** Information shown follows **
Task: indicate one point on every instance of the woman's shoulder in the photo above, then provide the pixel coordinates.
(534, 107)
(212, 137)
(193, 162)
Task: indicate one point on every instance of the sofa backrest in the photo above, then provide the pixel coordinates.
** End of Information shown **
◆ About this task ◆
Repeat each of the records exactly as written.

◆ Task result ◆
Task: indicate one point on every instance of the woman's shoulder in the photo above, then provide the pixel coordinates.
(534, 107)
(212, 137)
(193, 162)
Task: indicate one point on every instance of the sofa backrest in the photo above, then provide the pixel coordinates.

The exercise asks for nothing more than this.